Top of DATA RECORDS
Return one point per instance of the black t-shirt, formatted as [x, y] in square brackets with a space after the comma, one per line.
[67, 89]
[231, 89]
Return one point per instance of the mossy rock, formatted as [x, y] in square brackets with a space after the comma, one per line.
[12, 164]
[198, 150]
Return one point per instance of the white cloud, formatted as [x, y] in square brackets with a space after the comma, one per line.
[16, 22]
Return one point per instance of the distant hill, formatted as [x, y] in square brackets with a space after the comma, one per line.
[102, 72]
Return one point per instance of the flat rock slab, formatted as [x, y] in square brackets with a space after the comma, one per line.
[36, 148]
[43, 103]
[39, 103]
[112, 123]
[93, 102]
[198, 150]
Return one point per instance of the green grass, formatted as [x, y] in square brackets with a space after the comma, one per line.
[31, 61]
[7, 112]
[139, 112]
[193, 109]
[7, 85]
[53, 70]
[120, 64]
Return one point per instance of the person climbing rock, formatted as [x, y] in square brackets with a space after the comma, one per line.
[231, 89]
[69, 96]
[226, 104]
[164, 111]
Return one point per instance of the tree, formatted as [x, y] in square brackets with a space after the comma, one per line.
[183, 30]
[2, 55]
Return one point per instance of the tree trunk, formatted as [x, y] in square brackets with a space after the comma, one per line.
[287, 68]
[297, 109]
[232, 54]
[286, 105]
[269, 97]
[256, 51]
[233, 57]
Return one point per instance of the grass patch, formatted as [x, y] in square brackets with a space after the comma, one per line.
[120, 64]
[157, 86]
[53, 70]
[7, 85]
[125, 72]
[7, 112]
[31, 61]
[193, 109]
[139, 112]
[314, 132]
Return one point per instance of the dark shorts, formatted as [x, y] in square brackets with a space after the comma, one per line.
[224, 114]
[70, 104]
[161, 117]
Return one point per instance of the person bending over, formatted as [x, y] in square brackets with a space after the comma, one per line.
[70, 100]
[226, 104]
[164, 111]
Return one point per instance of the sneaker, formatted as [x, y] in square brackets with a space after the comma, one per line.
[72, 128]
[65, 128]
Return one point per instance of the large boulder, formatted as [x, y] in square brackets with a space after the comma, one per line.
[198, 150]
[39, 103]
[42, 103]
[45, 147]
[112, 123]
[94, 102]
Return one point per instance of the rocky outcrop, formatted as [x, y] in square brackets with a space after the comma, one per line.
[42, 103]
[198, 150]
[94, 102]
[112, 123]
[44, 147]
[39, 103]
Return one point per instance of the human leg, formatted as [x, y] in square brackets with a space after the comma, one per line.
Bottom of DATA RECORDS
- ACTION ITEM: Every record needs to be written out again, exactly as it was given.

- ANSWER SPACE:
Return one point per instance of the black t-shirt, formatted as [x, y] in square brackets with a space after the comma, one per line.
[67, 89]
[231, 89]
Return one point per instance of the mossy rock, formatted as [x, y] in square brackets with a space after the comma, one per line.
[12, 164]
[198, 150]
Return one point per instance of the white cloud, formatted as [x, y] in square brackets with a space after the comma, one per line.
[16, 22]
Return one point per instance of the distant hill, formatted as [x, y] in square brackets with a space after the comma, one per line.
[102, 72]
Return one point per instance of the flat rock slab, formatted as [x, y] in square brackets with a space after the comma, one per line.
[36, 148]
[43, 103]
[39, 103]
[112, 123]
[93, 102]
[198, 150]
Return one point per instance of the green grass, formatted as [x, y] in square brackets with a space after the comma, one per line.
[31, 61]
[7, 112]
[139, 112]
[193, 109]
[7, 85]
[53, 70]
[120, 64]
Return one point per instance of the person climbing rock, formatted as [x, y] in square brackets with a space after the comma, one per line.
[231, 89]
[69, 96]
[226, 104]
[164, 111]
Return one point per instance of the tree, formatted as [x, y] in square brackets with a space after the comma, one per line.
[183, 30]
[2, 55]
Return one point per instance of the tree trunk, formatted as [x, y] in square brackets with a space after the comma, one per line.
[287, 68]
[297, 109]
[232, 54]
[286, 105]
[269, 97]
[256, 51]
[233, 57]
Return one point per instance of the grass patch, formatted as [x, y] in square brackets with a space after the comma, one per line.
[120, 64]
[157, 86]
[53, 70]
[7, 85]
[125, 72]
[7, 112]
[31, 61]
[193, 109]
[139, 112]
[314, 132]
Return one point per instance of the dark shorts, formatted as [x, y] in square brackets with a space after the comma, one per line.
[224, 114]
[70, 104]
[161, 117]
Return one point per instance of the person bending over, formatted as [x, y] in square brackets with a space after the comma, one per line.
[70, 100]
[226, 104]
[164, 111]
Return one point per instance of the sneaker, formatted as [x, y] in square brackets with a space after the comma, one per line.
[72, 128]
[65, 128]
Return one point per instance of the large boulder, formatted as [x, y] in square brackets with a space after the comma, one per line.
[198, 150]
[39, 103]
[42, 103]
[45, 147]
[112, 123]
[94, 102]
Return one point per instance of the rocky outcrop, formatted as [x, y] in square brackets with a space after the comma, one per line.
[42, 103]
[198, 150]
[94, 102]
[112, 123]
[44, 147]
[39, 103]
Return one point per instance of the human leg, formatted as [x, y] in square brackets with a space after the comma, one per line.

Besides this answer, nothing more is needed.